- _Page text_
Farmers and growers are increasingly concerned about workforce shortages despite having robust Covid security plans in place, the NFU has warned.
It was announced last week that more than 10,000 people who work in the UK food supply chain will be exempt from isolation rules if they are 'pinged' by the NHS Test and Trace app.
Defra Secretary George Eustice said that the government had made a special exception for the food industry for 'very obvious reasons'.
But fears continue to grow for large parts of the economy due to the so-called 'pingdemic' crisis, with a record 600,000 people in the week to 14 July being asked to self-isolate by the app.
Responding to the announcement that some food workers can apply for exemptions from isolating, the NFU said that it didn't go far enough.
The union has called for more measures to avoid disruption further down the chain, particularly for those who can 'offer more Covid security while keeping food supply moving.'
Vice president Tom Bradshaw said: “It is important to think about the whole food supply chain right back to farm because they produce the food that keeps processing plants and distribution centres going."
He said some farming businesses who had robust Covid-19 security plans in place on-farm were 'increasingly concerned' about workforce shortages.
This was particularly true as the rise in Covid cases coincided with the start of harvest, he said, when the picking and packing of fruit and veg is in full swing.
It comes as Defra confirmed on Sunday (25 July) that it had contacted 500 key food processing sites that had been identified for daily contact testing.
According to a report by the BBC, it is understood that testing will be rolled-out to key food chain sites, which will be joining large retailer depots as part of the initial phase of the testing programme.

- _Entries provided_
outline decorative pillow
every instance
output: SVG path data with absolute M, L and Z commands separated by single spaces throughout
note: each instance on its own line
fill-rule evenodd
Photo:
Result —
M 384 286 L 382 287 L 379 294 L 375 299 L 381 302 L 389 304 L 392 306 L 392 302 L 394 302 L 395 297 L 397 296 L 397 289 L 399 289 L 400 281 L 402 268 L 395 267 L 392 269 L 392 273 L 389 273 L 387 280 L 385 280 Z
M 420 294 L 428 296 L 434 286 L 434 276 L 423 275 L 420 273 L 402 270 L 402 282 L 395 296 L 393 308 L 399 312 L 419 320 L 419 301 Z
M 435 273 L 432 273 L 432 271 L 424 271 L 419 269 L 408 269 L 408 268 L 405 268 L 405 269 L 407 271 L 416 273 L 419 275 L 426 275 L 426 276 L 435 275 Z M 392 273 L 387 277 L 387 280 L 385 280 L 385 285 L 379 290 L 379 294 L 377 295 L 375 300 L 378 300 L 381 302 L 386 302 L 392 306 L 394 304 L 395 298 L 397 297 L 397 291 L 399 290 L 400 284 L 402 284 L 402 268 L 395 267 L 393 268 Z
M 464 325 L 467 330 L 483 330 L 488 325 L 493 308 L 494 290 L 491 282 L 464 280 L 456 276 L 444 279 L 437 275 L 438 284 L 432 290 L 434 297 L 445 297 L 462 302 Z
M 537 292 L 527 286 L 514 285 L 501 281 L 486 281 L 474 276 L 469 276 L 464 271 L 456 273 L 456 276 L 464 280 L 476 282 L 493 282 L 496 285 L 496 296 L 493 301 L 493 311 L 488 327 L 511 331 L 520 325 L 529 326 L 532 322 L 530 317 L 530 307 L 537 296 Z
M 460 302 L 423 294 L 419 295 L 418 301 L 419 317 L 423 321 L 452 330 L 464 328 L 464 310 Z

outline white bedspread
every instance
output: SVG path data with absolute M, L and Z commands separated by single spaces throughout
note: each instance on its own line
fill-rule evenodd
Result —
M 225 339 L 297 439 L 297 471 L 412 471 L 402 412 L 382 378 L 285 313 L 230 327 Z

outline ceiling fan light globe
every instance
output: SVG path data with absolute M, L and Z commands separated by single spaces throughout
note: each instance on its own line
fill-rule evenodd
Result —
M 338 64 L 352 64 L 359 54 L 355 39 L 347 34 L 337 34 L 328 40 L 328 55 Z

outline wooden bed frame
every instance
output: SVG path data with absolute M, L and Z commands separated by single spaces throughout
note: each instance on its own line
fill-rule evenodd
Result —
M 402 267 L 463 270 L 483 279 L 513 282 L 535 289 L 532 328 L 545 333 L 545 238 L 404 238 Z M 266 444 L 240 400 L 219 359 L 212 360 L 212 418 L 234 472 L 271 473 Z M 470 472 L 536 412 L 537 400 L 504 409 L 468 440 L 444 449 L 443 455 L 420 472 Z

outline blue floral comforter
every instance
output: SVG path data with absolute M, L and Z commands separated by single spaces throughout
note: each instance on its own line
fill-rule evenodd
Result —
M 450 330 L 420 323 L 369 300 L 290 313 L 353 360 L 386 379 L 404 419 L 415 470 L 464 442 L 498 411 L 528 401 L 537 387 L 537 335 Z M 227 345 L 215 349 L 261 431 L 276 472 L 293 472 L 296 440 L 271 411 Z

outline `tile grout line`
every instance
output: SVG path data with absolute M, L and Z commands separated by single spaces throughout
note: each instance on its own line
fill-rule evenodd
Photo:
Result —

- _Aim of the exercise_
Copy the full text about the NFU's workforce shortage warning word for word. This data has no connection to the text.

- _Task answer_
Farmers and growers are increasingly concerned about workforce shortages despite having robust Covid security plans in place, the NFU has warned.
It was announced last week that more than 10,000 people who work in the UK food supply chain will be exempt from isolation rules if they are 'pinged' by the NHS Test and Trace app.
Defra Secretary George Eustice said that the government had made a special exception for the food industry for 'very obvious reasons'.
But fears continue to grow for large parts of the economy due to the so-called 'pingdemic' crisis, with a record 600,000 people in the week to 14 July being asked to self-isolate by the app.
Responding to the announcement that some food workers can apply for exemptions from isolating, the NFU said that it didn't go far enough.
The union has called for more measures to avoid disruption further down the chain, particularly for those who can 'offer more Covid security while keeping food supply moving.'
Vice president Tom Bradshaw said: “It is important to think about the whole food supply chain right back to farm because they produce the food that keeps processing plants and distribution centres going."
He said some farming businesses who had robust Covid-19 security plans in place on-farm were 'increasingly concerned' about workforce shortages.
This was particularly true as the rise in Covid cases coincided with the start of harvest, he said, when the picking and packing of fruit and veg is in full swing.
It comes as Defra confirmed on Sunday (25 July) that it had contacted 500 key food processing sites that had been identified for daily contact testing.
According to a report by the BBC, it is understood that testing will be rolled-out to key food chain sites, which will be joining large retailer depots as part of the initial phase of the testing programme.